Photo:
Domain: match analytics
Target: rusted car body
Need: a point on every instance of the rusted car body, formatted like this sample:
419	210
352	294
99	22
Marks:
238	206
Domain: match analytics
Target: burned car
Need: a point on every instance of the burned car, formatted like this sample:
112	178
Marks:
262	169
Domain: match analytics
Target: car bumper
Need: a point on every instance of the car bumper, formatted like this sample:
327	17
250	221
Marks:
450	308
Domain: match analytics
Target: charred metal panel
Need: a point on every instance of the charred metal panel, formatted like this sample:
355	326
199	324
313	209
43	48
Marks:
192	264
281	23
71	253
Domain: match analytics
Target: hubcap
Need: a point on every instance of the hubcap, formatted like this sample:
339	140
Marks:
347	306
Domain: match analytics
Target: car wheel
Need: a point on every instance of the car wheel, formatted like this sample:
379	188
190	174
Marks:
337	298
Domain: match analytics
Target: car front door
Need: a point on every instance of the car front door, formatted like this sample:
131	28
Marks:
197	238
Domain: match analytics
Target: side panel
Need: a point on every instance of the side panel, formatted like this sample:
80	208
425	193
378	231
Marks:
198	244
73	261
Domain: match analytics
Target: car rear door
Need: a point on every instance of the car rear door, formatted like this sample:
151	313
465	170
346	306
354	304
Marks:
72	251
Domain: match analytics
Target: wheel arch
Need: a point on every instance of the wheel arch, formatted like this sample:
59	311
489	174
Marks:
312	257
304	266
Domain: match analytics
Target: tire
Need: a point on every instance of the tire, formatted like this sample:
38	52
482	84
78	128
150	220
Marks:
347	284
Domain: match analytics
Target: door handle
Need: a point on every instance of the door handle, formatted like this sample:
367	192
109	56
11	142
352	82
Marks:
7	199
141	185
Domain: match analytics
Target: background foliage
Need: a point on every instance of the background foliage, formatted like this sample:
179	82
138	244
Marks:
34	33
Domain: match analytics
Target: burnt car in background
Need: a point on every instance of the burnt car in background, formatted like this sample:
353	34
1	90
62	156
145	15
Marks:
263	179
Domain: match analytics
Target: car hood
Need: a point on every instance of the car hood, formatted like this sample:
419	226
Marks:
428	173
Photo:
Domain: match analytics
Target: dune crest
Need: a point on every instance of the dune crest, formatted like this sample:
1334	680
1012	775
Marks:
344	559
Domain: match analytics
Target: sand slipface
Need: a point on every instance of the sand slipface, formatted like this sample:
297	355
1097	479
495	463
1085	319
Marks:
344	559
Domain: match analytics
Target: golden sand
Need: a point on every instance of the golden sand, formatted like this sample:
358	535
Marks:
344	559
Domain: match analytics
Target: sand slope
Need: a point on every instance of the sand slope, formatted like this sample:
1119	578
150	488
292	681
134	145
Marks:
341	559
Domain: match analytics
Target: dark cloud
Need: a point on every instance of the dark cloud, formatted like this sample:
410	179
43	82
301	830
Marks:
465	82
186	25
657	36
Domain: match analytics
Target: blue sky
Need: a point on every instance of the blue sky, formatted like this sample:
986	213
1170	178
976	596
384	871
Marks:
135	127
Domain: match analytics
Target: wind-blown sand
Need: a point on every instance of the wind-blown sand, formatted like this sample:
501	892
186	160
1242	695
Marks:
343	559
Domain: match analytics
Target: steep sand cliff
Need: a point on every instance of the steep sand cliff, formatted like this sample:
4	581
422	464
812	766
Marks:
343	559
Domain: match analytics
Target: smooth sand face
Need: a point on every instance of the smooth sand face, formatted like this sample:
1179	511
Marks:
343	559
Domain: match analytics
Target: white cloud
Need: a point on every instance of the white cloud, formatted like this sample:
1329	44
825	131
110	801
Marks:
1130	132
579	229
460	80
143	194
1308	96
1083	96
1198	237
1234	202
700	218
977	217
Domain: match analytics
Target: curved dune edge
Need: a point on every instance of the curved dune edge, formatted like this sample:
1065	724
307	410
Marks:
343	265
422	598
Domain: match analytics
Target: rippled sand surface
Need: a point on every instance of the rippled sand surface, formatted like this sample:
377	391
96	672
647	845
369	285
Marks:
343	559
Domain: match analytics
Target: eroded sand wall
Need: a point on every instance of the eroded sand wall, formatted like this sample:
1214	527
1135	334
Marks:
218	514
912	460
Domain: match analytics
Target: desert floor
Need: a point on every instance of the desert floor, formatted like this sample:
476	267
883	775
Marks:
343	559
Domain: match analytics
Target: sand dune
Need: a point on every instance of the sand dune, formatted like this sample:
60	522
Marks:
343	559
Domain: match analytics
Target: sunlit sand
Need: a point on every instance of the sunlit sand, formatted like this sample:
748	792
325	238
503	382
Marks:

□ □ □

TASK STATEMENT:
The answer must consist of each line in the entries above that includes "blue".

RESPONSE TO THIS TASK:
Target: blue sky
Need: a point on every instance of the blue sky, formatted like this sample:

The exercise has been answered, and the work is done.